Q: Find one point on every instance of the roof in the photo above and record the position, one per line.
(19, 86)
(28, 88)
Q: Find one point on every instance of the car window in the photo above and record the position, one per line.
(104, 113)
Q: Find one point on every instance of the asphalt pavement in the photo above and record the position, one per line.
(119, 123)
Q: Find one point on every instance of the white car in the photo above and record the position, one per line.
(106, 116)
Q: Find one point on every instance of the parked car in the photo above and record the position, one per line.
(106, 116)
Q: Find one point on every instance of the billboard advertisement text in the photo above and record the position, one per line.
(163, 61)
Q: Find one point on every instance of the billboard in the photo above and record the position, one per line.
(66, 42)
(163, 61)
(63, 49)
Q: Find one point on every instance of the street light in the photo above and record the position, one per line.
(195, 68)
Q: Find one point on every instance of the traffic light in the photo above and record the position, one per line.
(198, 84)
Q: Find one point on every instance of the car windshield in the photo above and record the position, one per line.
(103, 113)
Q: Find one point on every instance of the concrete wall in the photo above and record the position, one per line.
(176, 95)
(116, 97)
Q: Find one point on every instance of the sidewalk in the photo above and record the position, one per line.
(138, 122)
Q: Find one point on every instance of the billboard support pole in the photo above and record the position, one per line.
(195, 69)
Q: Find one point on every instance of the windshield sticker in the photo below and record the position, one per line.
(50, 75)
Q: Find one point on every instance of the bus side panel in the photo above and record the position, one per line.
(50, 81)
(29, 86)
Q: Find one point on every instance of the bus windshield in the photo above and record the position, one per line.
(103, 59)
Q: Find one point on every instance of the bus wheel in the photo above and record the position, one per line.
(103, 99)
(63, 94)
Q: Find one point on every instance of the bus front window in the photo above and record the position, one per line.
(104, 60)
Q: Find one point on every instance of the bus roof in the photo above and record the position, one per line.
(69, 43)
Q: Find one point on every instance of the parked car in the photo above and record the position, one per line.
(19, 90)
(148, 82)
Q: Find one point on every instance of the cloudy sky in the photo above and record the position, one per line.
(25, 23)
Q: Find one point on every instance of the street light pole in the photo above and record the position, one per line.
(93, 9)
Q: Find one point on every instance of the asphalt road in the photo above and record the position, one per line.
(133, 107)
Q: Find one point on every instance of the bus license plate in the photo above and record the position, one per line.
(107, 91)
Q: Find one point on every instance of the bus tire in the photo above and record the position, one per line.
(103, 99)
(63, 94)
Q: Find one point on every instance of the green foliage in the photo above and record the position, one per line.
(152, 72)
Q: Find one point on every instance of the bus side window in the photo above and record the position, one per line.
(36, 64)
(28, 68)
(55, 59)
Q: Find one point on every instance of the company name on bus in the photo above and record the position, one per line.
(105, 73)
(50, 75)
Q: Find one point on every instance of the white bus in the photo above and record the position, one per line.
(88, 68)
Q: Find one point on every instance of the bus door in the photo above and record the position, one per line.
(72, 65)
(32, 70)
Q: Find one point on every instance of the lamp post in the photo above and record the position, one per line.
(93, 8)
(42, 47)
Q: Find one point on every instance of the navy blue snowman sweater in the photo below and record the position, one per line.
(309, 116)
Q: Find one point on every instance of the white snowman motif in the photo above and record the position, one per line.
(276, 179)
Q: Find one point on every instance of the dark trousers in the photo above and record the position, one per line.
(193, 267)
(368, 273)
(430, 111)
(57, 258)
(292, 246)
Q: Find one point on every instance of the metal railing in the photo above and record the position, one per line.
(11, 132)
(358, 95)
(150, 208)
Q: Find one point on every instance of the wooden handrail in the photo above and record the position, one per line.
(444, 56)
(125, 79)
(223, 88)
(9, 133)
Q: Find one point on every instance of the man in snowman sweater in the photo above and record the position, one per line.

Task objective: Word for word, give back all of the records.

Answer:
Q: Find one point on every instance of the roof in the photo above and record the position, one per line.
(19, 86)
(28, 88)
Q: Find one point on every instance of the car window in the photo above and record the position, one per line.
(104, 113)
Q: Find one point on every instance of the asphalt pavement in the photo above and record the position, one per line.
(119, 123)
Q: Find one point on every instance of the white car in the photo above and record the position, one per line.
(106, 116)
Q: Find one point on every instance of the parked car in the photo above and record the position, one per line.
(106, 116)
Q: Find one point on every instance of the billboard advertisement text in the photo above and record the position, one per line.
(163, 61)
Q: Find one point on every instance of the billboard in the photo above and record the position, one per line.
(66, 42)
(163, 61)
(63, 49)
Q: Find one point on every instance of the street light in the photo above and record the position, one per line.
(195, 68)
Q: Find one point on every instance of the traffic light in the photo above and record the position, one per line.
(198, 84)
Q: Find one point on every instance of the car windshield in the photo above and record the position, one per line.
(103, 113)
Q: Find one point on every instance of the concrete wall in the photo above and record the position, one per line.
(176, 95)
(116, 97)
Q: Find one point on every instance of the sidewalk in the photo above and record the position, one per line.
(138, 122)
Q: Find one point on every instance of the billboard support pole in the photo above and record the position, one per line.
(195, 69)
Q: Find one point on every instance of the windshield sticker in the photo below and record the position, one per line.
(50, 75)
Q: Find one point on every instance of the bus side panel in the photo above and record the position, one per line.
(50, 81)
(29, 86)
Q: Find one point on every instance of the bus windshield in the photo above and record the position, one per line.
(103, 59)
Q: Find one point on every instance of the bus wheel in the photo above and record the position, one per line.
(103, 99)
(63, 94)
Q: Find one point on every instance of the bus front window in the photo above and record the position, one per line.
(104, 60)
Q: Find one point on every instance of the bus roof in the photo above and record the position, one per line.
(69, 43)
Q: Find one point on every instance of the parked car in the photo above and record the position, one per line.
(19, 90)
(148, 82)
Q: Find one point on every instance of the cloudy sky in the photo above and record the position, one per line.
(25, 23)
Q: Find one point on every instance of the street light pole in the photo above and record the position, one per line.
(93, 9)
Q: Find one point on every instance of the asphalt road in the photo above and record the position, one per line.
(133, 107)
Q: Find one point on every instance of the bus license plate in the photo above and record the position, one per line.
(107, 91)
Q: Find one point on every instance of the bus tire in the photo above and record the position, one per line.
(103, 99)
(63, 94)
Q: Find one point on every instance of the green foliage in the photo above and record the position, one per line.
(152, 72)
Q: Find one point on every instance of the bus side window in the photo above and record the position, one per line.
(36, 64)
(28, 68)
(55, 59)
Q: Find one point on every instance of the company name on bus in the photo above and record the position, one per line.
(105, 73)
(50, 75)
Q: Find one point on every instance of the white bus in the photo above and record the position, one per line.
(88, 68)
Q: Find one point on every instance of the bus door in the photo above and record the position, one per line.
(72, 65)
(32, 70)
Q: Find one point on every instance of the lamp post in the photo above and record the position, one per line.
(93, 8)
(42, 47)
Q: Find one point on every instance of the navy blue snowman sweater in the photo below and record the position, one per line.
(309, 116)
Q: Find one point on every instance of the white snowman motif in the photo above and record the position, one per line.
(276, 179)
Q: Find one point on every instance of the dark trousers in the photo above and record the position, one per line.
(193, 267)
(368, 273)
(430, 111)
(57, 258)
(292, 246)
Q: Find one point on every instance of the metal railing in the photo above and record the position, one per line.
(11, 132)
(358, 95)
(150, 208)
Q: Find one point on every instance of the wooden handrail in the photo above and record the position, one per line.
(444, 56)
(125, 79)
(223, 88)
(9, 133)
Q: Find one point on every instance of the man in snowman sweater in the photo above and record the position, one per line.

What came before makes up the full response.